The technique, which involves suppressing a pro-inflammatory protein, protects the rodents against multiple illnesses and is in early-stage human clinical trials for fibrotic lung disease.
The results highlight hopes of how a deepening understanding of the role of individual genes and proteins could help increase both lifespan and healthspan — years of healthy life — in humans.
“What we’ve come across is a pro-inflammatory factor that drives ageing in the broadest sense,” said research leader Stuart Cook, a professor at Duke-NUS Singapore and the UK’s MRC Laboratory of Medical Sciences. “We’ve found that if you inhibit this factor, you increase healthspan — [and] also lifespan as a corollary. It’s a knock-on effect.”
The new research, published in Nature on Wednesday, focuses on the role of a protein named IL-11 that stokes inflammation. Increased production of this protein is associated with ageing in mice, the scientists found.
Deleting the genes that instruct IL-11 production protected the mice against various illnesses, metabolic decline and frailty, the research showed. That in turn enabled the rodents to live on average 24.9 per cent longer.
Blocking IL-11 with an antibody had a similarly positive effect on lifespan for middle-aged mice. Males aged 75 weeks — roughly equivalent to 55 years in humans — lived 22.5 per cent longer, while the figure rose to 25 per cent for females.
Inhibition of IL-11 appeared to cut the incidence of age-related cancers, confirming previous theories, the researchers said.
While the study did not include data from tests on humans, Cook said he was confident that beneficial anti-ageing effects would be observed in people.
IL-11 has long been a subject of biological interest because of its role in the extraordinary regeneration processes of some species. It helps fish, tadpoles and axolotls restore lost fins, tails and limbs, according to previous research.

▶ **The data**:
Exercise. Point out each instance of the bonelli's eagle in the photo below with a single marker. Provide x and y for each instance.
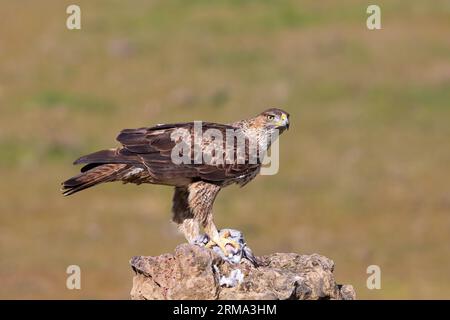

▶ **Work request 1**: From the passage on IL-11 and aging in mice, repeat the section starting with "IL-11 has long" and going on through "to previous research.".
▶ **Work request 2**: According to the passage on IL-11 and aging in mice, how much longer did the mice live on average after the genes that instruct IL-11 production were deleted?

▶ **Written reply 1**:
IL-11 has long been a subject of biological interest because of its role in the extraordinary regeneration processes of some species. It helps fish, tadpoles and axolotls restore lost fins, tails and limbs, according to previous research.

▶ **Written reply 2**: They lived 24.9 percent longer on average.